What you will do
Reproduce every line of the listing below verbatim, omitting the pictures.

-*-*-

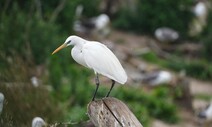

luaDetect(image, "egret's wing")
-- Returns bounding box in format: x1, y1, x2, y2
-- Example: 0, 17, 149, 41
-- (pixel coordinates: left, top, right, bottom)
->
83, 42, 127, 84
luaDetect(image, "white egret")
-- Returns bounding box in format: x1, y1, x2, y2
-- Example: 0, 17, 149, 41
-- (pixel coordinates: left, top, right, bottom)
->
52, 35, 127, 100
32, 117, 46, 127
198, 102, 212, 121
0, 92, 4, 114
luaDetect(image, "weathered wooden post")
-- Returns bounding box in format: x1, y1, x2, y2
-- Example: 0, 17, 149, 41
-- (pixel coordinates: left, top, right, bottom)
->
88, 97, 143, 127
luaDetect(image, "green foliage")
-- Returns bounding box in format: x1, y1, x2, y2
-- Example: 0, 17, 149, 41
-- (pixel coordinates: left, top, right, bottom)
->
114, 0, 193, 35
0, 83, 64, 127
201, 9, 212, 62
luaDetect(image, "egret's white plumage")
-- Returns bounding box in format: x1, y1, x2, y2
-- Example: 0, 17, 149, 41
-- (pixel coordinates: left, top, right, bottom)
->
32, 117, 46, 127
52, 36, 127, 99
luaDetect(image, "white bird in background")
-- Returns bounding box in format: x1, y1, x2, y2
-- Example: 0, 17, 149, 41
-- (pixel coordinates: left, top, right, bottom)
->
52, 36, 127, 100
73, 5, 110, 36
0, 92, 4, 114
198, 102, 212, 121
155, 27, 179, 42
32, 117, 46, 127
142, 71, 173, 86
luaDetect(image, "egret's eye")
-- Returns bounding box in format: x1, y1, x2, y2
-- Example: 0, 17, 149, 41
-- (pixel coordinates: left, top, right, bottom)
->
67, 40, 71, 44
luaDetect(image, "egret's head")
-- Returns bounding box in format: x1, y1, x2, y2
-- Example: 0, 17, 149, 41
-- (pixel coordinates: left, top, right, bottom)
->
52, 36, 79, 55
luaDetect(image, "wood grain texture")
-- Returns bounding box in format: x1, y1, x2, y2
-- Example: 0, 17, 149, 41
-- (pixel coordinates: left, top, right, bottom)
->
88, 97, 143, 127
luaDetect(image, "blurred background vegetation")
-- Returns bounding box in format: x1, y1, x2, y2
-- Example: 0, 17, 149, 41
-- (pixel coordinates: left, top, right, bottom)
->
0, 0, 212, 127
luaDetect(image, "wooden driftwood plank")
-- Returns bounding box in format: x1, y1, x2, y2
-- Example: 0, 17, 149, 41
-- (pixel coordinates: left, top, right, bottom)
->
88, 97, 143, 127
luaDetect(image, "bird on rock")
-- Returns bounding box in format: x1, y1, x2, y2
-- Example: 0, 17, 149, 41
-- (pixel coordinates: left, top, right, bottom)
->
52, 35, 127, 101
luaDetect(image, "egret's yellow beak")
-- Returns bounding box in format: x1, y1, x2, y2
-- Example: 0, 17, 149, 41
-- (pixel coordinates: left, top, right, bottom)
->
52, 44, 67, 55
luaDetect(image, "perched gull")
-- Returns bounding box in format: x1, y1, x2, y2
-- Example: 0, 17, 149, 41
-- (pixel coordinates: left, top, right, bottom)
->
155, 27, 179, 42
142, 71, 173, 86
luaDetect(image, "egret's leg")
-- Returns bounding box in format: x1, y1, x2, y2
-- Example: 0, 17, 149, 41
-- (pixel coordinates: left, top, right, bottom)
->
106, 80, 115, 97
92, 73, 99, 101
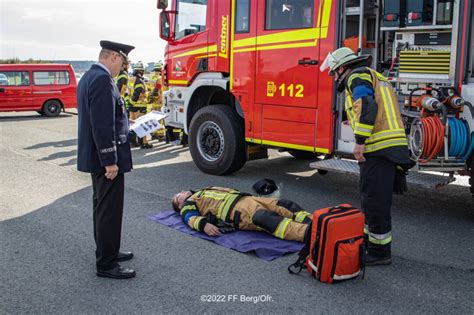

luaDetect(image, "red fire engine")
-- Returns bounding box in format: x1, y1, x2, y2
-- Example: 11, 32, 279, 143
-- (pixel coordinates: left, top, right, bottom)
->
158, 0, 474, 194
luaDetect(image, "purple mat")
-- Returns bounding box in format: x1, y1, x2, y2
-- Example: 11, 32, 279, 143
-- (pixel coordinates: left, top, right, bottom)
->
148, 210, 303, 261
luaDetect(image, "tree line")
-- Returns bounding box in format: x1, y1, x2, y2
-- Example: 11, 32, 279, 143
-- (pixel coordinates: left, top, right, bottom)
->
0, 58, 51, 64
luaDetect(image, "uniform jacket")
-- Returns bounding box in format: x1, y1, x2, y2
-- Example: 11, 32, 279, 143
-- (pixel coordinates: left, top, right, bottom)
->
130, 76, 148, 107
116, 70, 128, 97
77, 65, 132, 173
345, 67, 407, 153
180, 187, 247, 231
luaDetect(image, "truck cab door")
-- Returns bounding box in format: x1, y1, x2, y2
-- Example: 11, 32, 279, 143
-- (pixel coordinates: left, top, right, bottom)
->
254, 0, 323, 152
168, 0, 210, 86
0, 71, 33, 110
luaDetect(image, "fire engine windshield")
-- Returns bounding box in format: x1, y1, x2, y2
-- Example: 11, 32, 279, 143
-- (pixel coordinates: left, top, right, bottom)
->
265, 0, 314, 30
175, 0, 207, 39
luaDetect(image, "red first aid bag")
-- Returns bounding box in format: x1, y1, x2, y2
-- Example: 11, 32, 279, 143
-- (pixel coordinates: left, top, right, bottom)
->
288, 204, 365, 283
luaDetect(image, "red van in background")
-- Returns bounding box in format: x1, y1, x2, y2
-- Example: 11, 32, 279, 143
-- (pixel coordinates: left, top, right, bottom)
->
0, 64, 77, 117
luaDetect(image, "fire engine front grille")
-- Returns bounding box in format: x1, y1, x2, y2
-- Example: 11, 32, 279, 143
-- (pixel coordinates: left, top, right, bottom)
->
400, 50, 451, 74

-*-*-

Written answer
luaDetect(image, "egret's wing")
-- Returns bounding box in format: x1, y1, x2, y2
-- Example: 0, 17, 149, 41
-- (pixel coordinates: left, top, right, bottom)
->
83, 42, 127, 84
luaDetect(image, "white egret")
-- Returns bounding box in format: x1, y1, x2, y2
-- Example: 0, 17, 149, 41
-- (pixel coordinates: left, top, right, bottom)
->
52, 35, 127, 100
32, 117, 46, 127
198, 102, 212, 121
0, 92, 4, 114
luaDetect(image, "weathered wooden post")
-- Returns bounding box in format: x1, y1, x2, y2
-- Example: 0, 17, 149, 41
-- (pixel coordinates: left, top, right, bottom)
->
88, 97, 143, 127
luaDetect(image, "green foliage")
-- Returns bounding box in format: x1, y1, x2, y2
-- Example: 0, 17, 149, 41
-- (pixel coordinates: left, top, right, bottom)
->
114, 0, 193, 35
0, 83, 64, 127
201, 9, 212, 62
luaDetect(image, "egret's white plumage")
-- Returns bounding box in format: x1, y1, x2, y2
-- Example: 0, 17, 149, 41
-- (pixel coordinates: left, top, right, bottom)
->
32, 117, 46, 127
52, 36, 127, 99
luaDetect(image, "white bird in background")
-- Returns bounding box in format: x1, y1, x2, y2
-- Example: 0, 17, 149, 41
-- (pixel coordinates: left, top, right, bottom)
->
52, 36, 127, 100
73, 5, 110, 36
0, 92, 4, 114
198, 102, 212, 121
155, 27, 179, 42
32, 117, 46, 127
142, 71, 173, 86
luaDetect(image, "egret's eye")
-- Returns bounding box in format: x1, y1, x2, y2
-- Example: 0, 17, 149, 41
-- (pixel coordinates: left, top, right, bottom)
->
67, 40, 71, 44
luaDetect(image, "egret's head")
-- Returns bounding box in format: x1, y1, x2, y2
-- Example: 0, 17, 149, 41
-- (pixel coordinates: left, top, right, bottom)
->
52, 36, 79, 55
luaDetect(image, "wood grain texture")
-- Returns bounding box in format: x1, y1, x2, y2
-- Example: 0, 17, 149, 41
-- (pixel coordinates: left, top, right, bottom)
->
88, 97, 143, 127
luaDetect(image, "blurred background vegetation")
-- Returns bounding box in format: x1, y1, x2, y2
-- Example: 0, 17, 149, 41
-- (pixel coordinates: left, top, right, bottom)
->
0, 0, 212, 127
luaDetect(image, "wooden driftwood plank")
-- Returns bounding box in format: x1, y1, x2, y2
-- Example: 0, 17, 149, 41
-- (pixel coordinates: left, top, right, bottom)
->
88, 97, 143, 127
luaDetect(image, "bird on rock")
-- Returns bounding box in format: x1, y1, x2, y2
-- Example: 0, 17, 149, 41
-- (pixel coordinates: left, top, right, bottom)
->
52, 35, 127, 101
luaDetect(image, "egret's yellow beak")
-- Returns bounding box in format: x1, y1, x2, y2
-- Example: 0, 17, 149, 41
-- (pixel coordinates: left, top, right, bottom)
->
52, 44, 67, 55
luaDetect(image, "perched gull")
-- Returns bounding box in format: x1, y1, x2, y2
-- Example: 0, 17, 149, 41
-- (pixel coordinates: left, top, right, bottom)
->
155, 27, 179, 42
142, 71, 173, 86
luaDetect(image, "egret's leg")
-- Returns bounding box in format: x1, y1, x2, y2
-- Example: 0, 17, 149, 41
-- (pixel coordinates: left, top, right, bottom)
->
106, 80, 115, 97
92, 73, 99, 101

luaDetect(image, "red fire engine")
-- Returns bounding box in format: x1, y1, x2, y2
-- Example: 11, 32, 279, 143
-- (pixel coordinates: left, top, right, bottom)
->
158, 0, 474, 194
luaDetect(image, "purple mat")
-- Returns bounding box in format: x1, y1, x2, y2
-- Example: 11, 32, 279, 143
-- (pixel coordinates: left, top, right, bottom)
->
148, 210, 303, 261
luaDetect(image, "tree line")
-- Returns bounding box in format: x1, y1, x2, y2
-- Example: 11, 32, 279, 143
-- (pixel coordinates: left, top, right, bottom)
->
0, 58, 51, 64
luaDetect(image, "uniform jacket")
-- Returns bounding box in format: x1, y1, x2, y2
-- Example: 11, 32, 279, 143
-- (pixel coordinates: left, top, right, bottom)
->
130, 76, 148, 107
116, 70, 128, 97
77, 65, 132, 173
345, 67, 407, 153
180, 187, 247, 231
luaDetect(image, "truck cab door")
-- Returns bounding box in format: x1, y1, x2, y2
-- Example: 11, 32, 279, 143
-- (pixel coordinates: left, top, right, bottom)
->
254, 0, 323, 152
168, 0, 210, 86
0, 71, 33, 110
luaDetect(image, "fire engine windshield")
-- Returns bounding box in format: x1, y1, x2, y2
-- Example: 11, 32, 279, 143
-- (pixel coordinates: left, top, right, bottom)
->
265, 0, 314, 30
175, 0, 207, 39
luaDetect(image, "red first aid bag")
-- Returns bounding box in format: x1, y1, x2, y2
-- Example: 11, 32, 279, 143
-- (pixel coordinates: left, top, right, bottom)
->
288, 204, 365, 283
luaDetect(image, "red van in background")
-- Returns bounding box in format: x1, y1, x2, y2
-- Example: 11, 32, 279, 143
-- (pixel coordinates: left, top, right, bottom)
->
0, 64, 77, 117
luaDetect(image, "fire engine front grille")
-- Returns bounding box in format: x1, y1, x2, y2
-- Example: 11, 32, 279, 143
-- (pixel coordinates: left, top, right, bottom)
->
400, 50, 451, 74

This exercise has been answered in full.